Exercise objective | Go to the line in the entries below that holds "Target: haze over mountains" and repeat exactly from there through the line that holds "Indicate the sloping", inclusive.

Listed records |

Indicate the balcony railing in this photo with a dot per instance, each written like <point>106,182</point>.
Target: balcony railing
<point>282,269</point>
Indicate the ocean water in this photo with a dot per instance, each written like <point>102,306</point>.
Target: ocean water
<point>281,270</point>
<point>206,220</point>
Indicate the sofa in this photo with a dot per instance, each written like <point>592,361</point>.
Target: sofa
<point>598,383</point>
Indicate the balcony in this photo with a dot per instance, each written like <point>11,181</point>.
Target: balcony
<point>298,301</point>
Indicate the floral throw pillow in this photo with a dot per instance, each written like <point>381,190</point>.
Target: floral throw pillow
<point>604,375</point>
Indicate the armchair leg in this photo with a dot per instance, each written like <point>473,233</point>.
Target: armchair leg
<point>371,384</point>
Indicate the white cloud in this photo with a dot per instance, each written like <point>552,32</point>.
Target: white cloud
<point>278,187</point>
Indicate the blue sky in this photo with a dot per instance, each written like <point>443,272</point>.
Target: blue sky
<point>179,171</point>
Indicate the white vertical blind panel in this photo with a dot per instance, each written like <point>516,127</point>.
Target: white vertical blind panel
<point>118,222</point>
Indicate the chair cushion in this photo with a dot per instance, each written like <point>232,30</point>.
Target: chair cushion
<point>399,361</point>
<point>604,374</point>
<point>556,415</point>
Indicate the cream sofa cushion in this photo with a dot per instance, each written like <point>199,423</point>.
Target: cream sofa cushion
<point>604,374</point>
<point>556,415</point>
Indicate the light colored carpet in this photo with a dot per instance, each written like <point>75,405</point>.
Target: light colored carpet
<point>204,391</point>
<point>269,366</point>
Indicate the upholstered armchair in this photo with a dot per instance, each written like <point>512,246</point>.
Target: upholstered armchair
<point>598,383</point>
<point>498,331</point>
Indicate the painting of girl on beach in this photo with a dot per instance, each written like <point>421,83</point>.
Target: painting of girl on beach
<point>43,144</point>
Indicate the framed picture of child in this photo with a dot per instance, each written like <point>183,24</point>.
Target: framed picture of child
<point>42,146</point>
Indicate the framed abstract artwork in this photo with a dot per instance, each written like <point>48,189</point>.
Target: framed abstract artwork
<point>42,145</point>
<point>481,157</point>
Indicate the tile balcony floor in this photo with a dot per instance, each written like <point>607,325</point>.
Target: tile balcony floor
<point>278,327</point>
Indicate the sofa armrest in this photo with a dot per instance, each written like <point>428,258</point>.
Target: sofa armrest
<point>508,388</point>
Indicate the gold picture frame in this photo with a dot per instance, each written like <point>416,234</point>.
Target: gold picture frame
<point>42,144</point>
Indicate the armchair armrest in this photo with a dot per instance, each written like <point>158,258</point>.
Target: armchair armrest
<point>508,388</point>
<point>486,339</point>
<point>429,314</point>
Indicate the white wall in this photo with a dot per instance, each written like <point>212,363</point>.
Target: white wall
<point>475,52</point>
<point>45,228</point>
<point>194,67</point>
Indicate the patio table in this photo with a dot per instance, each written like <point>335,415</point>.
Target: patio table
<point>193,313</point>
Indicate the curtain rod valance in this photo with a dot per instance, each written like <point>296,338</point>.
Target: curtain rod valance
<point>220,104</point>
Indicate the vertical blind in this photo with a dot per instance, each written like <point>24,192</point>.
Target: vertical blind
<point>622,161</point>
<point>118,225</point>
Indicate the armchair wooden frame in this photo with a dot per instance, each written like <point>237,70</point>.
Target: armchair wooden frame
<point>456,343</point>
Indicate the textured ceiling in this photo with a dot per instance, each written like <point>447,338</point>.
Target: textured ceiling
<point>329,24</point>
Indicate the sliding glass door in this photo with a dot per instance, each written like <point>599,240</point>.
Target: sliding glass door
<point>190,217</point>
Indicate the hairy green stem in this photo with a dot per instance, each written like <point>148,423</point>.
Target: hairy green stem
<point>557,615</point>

* * *

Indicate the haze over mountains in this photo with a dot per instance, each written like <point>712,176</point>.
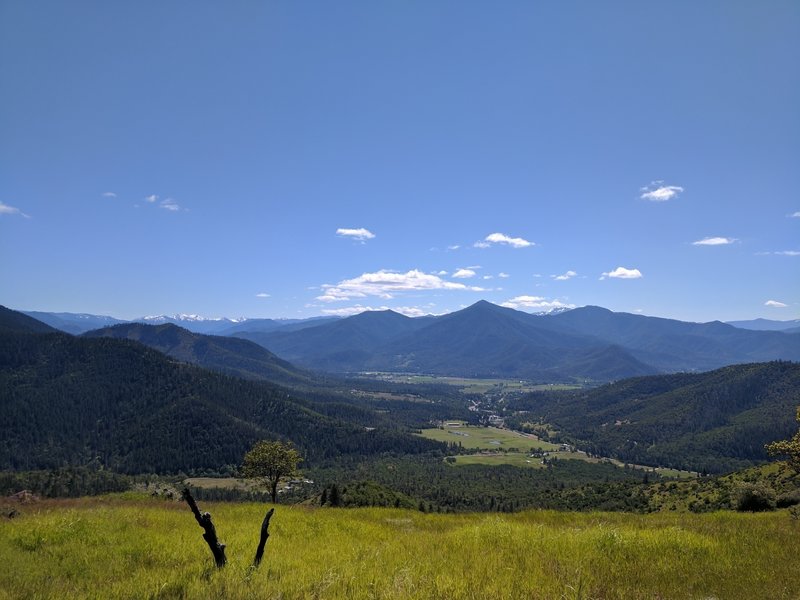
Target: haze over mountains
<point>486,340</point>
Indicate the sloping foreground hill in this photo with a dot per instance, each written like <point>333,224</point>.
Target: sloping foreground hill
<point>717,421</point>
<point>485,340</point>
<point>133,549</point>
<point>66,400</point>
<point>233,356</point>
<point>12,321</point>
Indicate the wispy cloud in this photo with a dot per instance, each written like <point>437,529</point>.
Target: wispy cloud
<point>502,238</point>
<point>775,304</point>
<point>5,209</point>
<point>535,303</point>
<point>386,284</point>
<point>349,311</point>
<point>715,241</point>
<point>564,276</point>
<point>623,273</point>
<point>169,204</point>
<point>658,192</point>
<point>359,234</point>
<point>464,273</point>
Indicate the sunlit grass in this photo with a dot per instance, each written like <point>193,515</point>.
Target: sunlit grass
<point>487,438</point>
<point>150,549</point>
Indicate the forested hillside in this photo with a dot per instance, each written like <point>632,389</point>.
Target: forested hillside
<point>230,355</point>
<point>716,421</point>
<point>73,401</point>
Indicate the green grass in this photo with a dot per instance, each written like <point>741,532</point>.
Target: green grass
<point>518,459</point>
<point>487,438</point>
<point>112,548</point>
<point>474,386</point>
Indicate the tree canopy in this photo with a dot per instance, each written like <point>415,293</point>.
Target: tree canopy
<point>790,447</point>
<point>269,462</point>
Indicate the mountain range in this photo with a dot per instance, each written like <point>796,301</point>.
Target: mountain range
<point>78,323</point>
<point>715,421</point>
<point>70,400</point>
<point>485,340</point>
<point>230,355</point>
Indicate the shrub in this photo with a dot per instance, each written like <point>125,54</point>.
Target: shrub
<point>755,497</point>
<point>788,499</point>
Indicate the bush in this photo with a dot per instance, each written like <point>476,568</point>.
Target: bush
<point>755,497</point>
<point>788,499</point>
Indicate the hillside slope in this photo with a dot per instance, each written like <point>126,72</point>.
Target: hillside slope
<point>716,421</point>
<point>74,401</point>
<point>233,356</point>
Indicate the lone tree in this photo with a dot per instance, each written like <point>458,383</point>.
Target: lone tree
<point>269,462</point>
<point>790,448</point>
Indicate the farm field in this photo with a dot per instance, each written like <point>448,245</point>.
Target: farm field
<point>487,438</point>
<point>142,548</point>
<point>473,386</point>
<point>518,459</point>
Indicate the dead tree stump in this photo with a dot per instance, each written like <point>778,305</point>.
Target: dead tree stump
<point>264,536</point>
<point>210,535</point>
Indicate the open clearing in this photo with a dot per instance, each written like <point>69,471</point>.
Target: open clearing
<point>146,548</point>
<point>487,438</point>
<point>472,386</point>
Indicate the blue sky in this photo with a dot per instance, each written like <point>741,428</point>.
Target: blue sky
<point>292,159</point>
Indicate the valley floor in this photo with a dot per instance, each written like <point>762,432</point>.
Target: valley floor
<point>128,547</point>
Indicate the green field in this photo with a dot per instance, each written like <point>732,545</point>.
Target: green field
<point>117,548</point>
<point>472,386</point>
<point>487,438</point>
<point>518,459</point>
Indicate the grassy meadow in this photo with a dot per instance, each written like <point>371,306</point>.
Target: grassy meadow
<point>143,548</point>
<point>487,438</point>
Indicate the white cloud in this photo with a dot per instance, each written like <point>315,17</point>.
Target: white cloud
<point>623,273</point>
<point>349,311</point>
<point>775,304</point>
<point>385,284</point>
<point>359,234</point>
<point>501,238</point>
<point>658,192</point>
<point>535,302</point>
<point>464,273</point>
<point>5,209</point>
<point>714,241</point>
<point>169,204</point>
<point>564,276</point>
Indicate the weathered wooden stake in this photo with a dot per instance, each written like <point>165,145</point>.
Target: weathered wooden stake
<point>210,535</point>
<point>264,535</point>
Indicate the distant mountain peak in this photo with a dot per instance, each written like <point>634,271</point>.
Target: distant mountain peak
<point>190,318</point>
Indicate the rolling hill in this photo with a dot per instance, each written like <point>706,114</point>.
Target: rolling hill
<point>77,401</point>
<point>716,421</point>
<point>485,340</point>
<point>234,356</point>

...

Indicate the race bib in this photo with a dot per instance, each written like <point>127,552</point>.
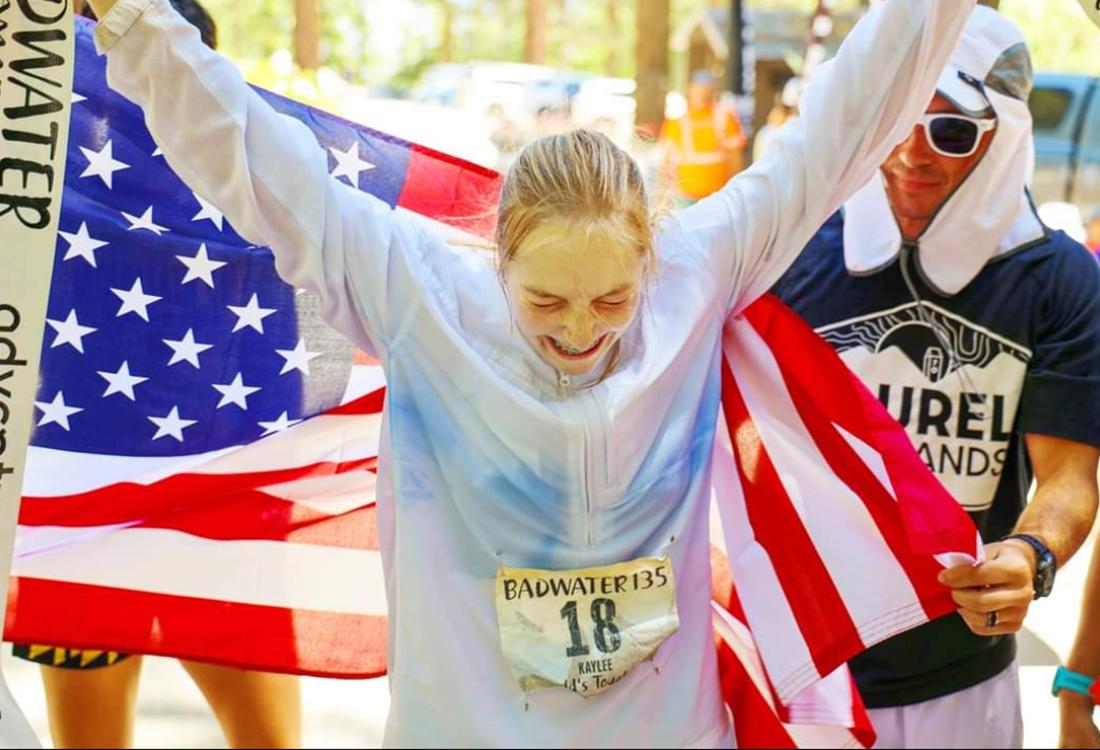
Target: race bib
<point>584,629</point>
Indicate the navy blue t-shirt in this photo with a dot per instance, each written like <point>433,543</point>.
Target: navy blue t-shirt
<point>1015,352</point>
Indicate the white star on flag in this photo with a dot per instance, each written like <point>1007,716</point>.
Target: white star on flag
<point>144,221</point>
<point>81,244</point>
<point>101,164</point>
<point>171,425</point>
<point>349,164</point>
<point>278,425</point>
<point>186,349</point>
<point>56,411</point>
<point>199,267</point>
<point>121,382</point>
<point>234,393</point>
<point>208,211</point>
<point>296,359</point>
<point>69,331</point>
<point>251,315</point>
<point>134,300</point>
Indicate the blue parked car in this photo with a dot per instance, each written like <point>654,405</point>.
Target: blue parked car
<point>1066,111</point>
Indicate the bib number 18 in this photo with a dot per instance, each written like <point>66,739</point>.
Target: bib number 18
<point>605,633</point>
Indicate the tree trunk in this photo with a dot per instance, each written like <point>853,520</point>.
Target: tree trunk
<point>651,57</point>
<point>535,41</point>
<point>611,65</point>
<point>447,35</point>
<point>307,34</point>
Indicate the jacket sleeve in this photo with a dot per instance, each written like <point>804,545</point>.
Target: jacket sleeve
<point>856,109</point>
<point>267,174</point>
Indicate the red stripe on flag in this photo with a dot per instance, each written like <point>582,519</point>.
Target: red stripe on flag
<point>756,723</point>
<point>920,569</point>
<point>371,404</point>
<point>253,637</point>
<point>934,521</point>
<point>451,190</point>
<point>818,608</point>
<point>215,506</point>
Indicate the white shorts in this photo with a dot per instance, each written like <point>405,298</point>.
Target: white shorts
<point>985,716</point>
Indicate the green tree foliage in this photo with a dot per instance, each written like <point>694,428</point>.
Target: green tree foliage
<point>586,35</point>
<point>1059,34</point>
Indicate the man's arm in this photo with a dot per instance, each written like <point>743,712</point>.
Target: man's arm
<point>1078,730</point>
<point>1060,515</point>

Result of this task |
Target: haze over mountains
<point>486,340</point>
Indicate the sloping foreground hill in this photo with a dot per instance, each written like <point>333,224</point>.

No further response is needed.